Enunciado. Escribe la continuación del texto sobre el independentismo en Cataluña, empezando justo después de su última oración.

Fragmento del documento.
__________________________________________________

Como cualquier nación europea, nuestra identidad se ha forjado por la
unión de territorios y el sentimiento de pertenecer a una misma
comunidad, por encima de costumbres e idiomas. Nunca hubo diferencias
raciales ni religiosas, pero desde hace años en Cataluña, utilizando
como excusa la existencia de una lengua minoritaria y un particularismo
presente en cualquier otra región, se ha gestado una abierta
confrontación con la idea global de España. Muchos factores han
contribuido a ello: la Ley Electoral premió a los partidos nacionalistas
y se toleró una política hostil hacia el concepto de españolidad.
Ahora, el equilibrio proyectado en el Estado Autonómico, se ve amenazado
por las demandas independentistas reforzadas por políticas educativas
que han formado dos generaciones de jóvenes en la creencia de un pasado
inexistente y la enseñanza de lo español como algo ajeno. Lo que desde
su inicio se contemplaba como una diversidad cultural, ha derivado a la
creación de una Historia falseada, donde Cataluña aparece siempre como
víctima esquilmada por un centralismo egoísta. En su delirio
secesionista, los añorados Países Catalanes incluyen Baleares y Valencia
como parte de su quimera. Podrían, igualmente, demandar el Rosellón,
Sicilia, Córcega y Nápoles, que fueron parte de la Corona de Aragón.
Las dificultades económicas de Cataluña se utilizan como expresión de
marginación y se proclaman abiertamente los aspectos diferenciales para
iniciar una aventura solitaria, sin importar las consecuencias de todo
tipo que ello supondría pero, incluso nadando en riqueza, se esgrimirían
las mismas intensiones. Frente a las continuadas exigencias
nacionalistas ya se oyen voces de hartazgo pidiendo la ruptura
definitiva. ¿Conduciría esto a una nueva reorganización de España o a la
emigración de masas de población de unas zonas a otras? ¿Se apagarían
definitivamente los sentimientos de mutuo agravio? Un gran número de
catalanes se sienten también españoles, pero su voz queda ahogada dentro
del clamor independentista. ¿Cómo reaccionarían tras la secesión sin
renunciar a sus propias raíces? ¿Y cómo lo haría el resto del país ante
los catalanes que viven y trabajan en las demás tierras de España? Tras
la secesión podría iniciarse la marginación de quienes comparten el amor
a su patria chica con la pertenencia a España y la segregación una
población que se consideraría extranjera. Con la convicción de que nunca
se llegará a enfrentamientos hemos olvidado que España ha sido la única
nación del mundo occidental donde en el último siglo las diferencias
políticas condujeron a una guerra civil. Y también, el único país
europeo que adorna su historia en los dos últimos siglos con
levantamientos militares, tres guerras carlistas y los movimientos
secesionistas ocurridos con la Primera y Segunda República.

__________________________________________________

(Datos en bruto)
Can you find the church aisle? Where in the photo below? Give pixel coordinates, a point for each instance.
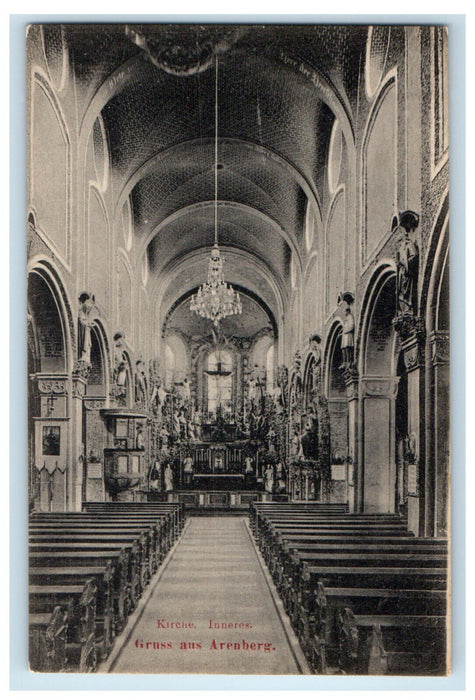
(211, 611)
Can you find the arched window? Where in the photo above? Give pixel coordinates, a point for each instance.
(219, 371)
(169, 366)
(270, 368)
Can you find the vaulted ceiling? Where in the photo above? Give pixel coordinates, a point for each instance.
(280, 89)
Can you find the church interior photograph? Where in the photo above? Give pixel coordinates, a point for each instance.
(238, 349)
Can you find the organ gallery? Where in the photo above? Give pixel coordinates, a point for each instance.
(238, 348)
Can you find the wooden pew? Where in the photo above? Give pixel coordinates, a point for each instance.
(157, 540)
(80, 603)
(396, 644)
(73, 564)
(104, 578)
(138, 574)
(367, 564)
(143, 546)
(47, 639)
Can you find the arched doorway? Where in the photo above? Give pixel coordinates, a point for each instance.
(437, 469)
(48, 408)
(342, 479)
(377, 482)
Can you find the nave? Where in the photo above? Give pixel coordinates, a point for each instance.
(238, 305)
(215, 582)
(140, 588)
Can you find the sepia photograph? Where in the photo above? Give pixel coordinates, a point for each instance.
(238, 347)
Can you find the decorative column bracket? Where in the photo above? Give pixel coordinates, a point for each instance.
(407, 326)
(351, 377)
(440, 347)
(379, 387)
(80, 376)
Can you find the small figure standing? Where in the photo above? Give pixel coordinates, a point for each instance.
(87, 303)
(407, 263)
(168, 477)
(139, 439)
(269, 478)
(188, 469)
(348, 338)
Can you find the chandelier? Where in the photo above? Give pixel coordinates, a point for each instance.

__________________________________________________

Respuesta propuesta.
Hoy, Cataluña y el País Vasco ya ni siquiera aceptarían una unión
federal con el resto de España, sencillamente porque están dirigidos por
radicales que no se consideran españoles y han alimentado con éxito en
gran parte de su población el rechazo a cualquier idea de unidad. Un
referéndum nacional tendría escasa utilidad práctica, porque nunca sería
aceptado por una de las partes: no hay que olvidar que los
nacionalistas vascos nunca respaldaron la Constitución y que los
catalanes han mostrado su reiterado desafío a la misma. Tampoco
acallaría las demandas ni apagaría los sentimientos fomentados por sus
actuales dirigentes. Reclamar las inversiones realizadas en sus
territorios durante décadas nunca será reconocido por quienes han sido
sus beneficiados, en un país donde las deudas históricas constituyen el
argumento identitario de todas sus autonomías.
El sentimiento de pertenecer a España se ha convertido en una cuestión
financiera, donde los deseos de independentismo se argumentan como si la
pertenencia a un país se tratase de un simple balance económico,
olvidando los lazos familiares e históricos que durante siglos les
mantuvieron unidos. Es el final que se veía venir tras el fracaso del
Estado Autonómico y que puede acabar en un enfrentamiento de dimensiones
dramáticas. La responsabilidad final radica en la falta de pulso que
impregna un país donde la exhibición de su bandera o el recuerdo de una
historia común se consideran hechos vergonzantes y en la falta del valor
suficiente para acabar con todo lo que signifiquen desafíos a la
convivencia común.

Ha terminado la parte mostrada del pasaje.